* [Texte fourni]:
◆ ◆ ◆ ◆
En 1990, Renault Véhicules Industriels frappe un grand coup en présentant son nouveau camion nommé AE. Très différent de la concurrence avec sa ligne atypique conféré par sa cabine suspendue, le Renault AE fait la part belle au confort du chauffeur et permet au segment du poids lourd de rentrer dans la modernité…
La génèse
Comme toujours, la présentation d’un nouveau véhicule est l’aboutissement de plusieurs années de développement. Pour le Renault AE, c’est plus d’une décennie d’études qui ont été nécessaire. Les prémices du tracteur AE, on les retrouve chez Berliet, un temps avant la fusion avec la SAVIEM pour former Renault Véhicules Industriels. A la fin des années 1970, une petite équipe d’ingénieurs ayant travaillé sur le Berliet TR va plancher sur le camion de demain, avec comme fil conducteur le confort du chauffeur. L’une des premières idées fut d’améliorer la visibilité du chauffeur, et pour cela, il faut placer la cabine le plus haut possible. Un premier camion est modifié en ce sens, la cabine est disposée au-dessus du moteur pour culminer à 3,90 mètres de haut, avec sept marches pour monter à bord. Ce prototype nommé MR1 (pour Module de Recherche 1), reçoit également un pare-brise qui descend le plus bas possible. Après deux ans d’essais sur l’A6 et entre Saint-Etienne et le Puy, la direction prise est la bonne. En tout cas, ce camion interpelle déjà les personnes qui croisent son chemin.
◆ ◆ ◆ ◆
* [Matériel fourni]:

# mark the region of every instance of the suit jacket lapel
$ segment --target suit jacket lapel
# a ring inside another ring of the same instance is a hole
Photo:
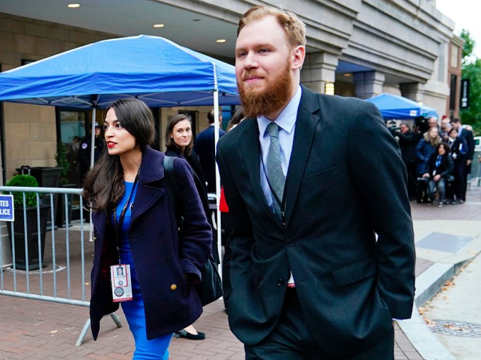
◆ ◆ ◆ ◆
* [Vos consignes]: Reprenez le texte sur la naissance du camion Renault AE et poursuivez-le à partir de sa dernière phrase.

* [Réponse ci-dessous]:
C’est peu ou prou à la même époque que le style Renault s’intéresse aux camions. Au mois de mai 1977, Robert Opron envoi un courrier au directeur de la division camions de Renault pour soumettre des croquis de Guy Greffier. Peu de temps après, Berliet et Saviem deviennent Renault Véhicules Industriels, le bureau d’études du constructeur lance le programme de recherches VIRAGES pour définir le camion du futur qui donna naissance à deux concept-trucks, le VE10 en 1985 et le VE20 en 1988. Les axes principaux du projet étaient la réduction de la consommation de carburant, la réduction du bruit et de la pollution, assurer un confort au chauffeur et la sécurité du véhicule. On remarque de suite sur les prototypes la position avancée de l’essieu avant, à l’instar de ce qui se faisait alors aux Etats-Unis, notamment sur les Mack dont RVI venait de prendre une participation majoritaire au capital.
En coulisses, le bureau d’études de RVI travaille à une déclinaison civile d’un tel véhicule. En 1981, on fait appel au styliste italien Marcello Gandini avec qui Renault Travaillait, il a notamment influé le style du Renault Master. En compétition avec les stylistes du bureau de style Renault, les deux propositions sont en concurrence, la proposition de l’italien marque les esprits, si bien qu’on lui demanda de développer une maquette à l’échelle 1 sans passer par les échelles intermédiaires. Le 14 avril, la proposition de Gandini est confrontée à la maquette Renault, la ligne pure et distinctive de l’italien avec sa face avant droite, son énorme pare brise et ses trois optiques verticales marque les esprits. C’est elle qui fut retenue.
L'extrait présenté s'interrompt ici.